* _Instruction_:
Copy every line of the records below that contains the string "target", treating uppercase and lowercase letters as different.

Lines of data:
#####
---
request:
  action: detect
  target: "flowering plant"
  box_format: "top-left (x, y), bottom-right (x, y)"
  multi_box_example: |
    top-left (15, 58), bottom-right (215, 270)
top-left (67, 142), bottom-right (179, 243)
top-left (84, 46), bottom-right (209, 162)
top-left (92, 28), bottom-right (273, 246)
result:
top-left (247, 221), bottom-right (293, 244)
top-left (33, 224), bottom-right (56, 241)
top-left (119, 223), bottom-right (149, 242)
#####
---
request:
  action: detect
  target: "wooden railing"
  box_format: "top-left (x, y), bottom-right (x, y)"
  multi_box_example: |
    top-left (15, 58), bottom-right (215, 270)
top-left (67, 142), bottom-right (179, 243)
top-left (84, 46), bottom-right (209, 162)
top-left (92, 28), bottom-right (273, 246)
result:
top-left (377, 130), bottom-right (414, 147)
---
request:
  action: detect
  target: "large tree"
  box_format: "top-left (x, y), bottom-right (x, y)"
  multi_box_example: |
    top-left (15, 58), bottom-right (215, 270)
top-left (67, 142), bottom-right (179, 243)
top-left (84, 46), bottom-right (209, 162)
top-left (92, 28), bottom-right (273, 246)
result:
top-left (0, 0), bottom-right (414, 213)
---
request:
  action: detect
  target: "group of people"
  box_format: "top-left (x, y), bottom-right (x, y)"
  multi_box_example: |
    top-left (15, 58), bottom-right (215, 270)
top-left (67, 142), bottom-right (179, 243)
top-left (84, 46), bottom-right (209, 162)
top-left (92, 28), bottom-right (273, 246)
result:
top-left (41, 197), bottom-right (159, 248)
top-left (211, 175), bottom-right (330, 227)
#####
* _Output for this task_:
  target: "flowering plant"
  target: "wooden railing"
  target: "large tree"
  target: "group of people"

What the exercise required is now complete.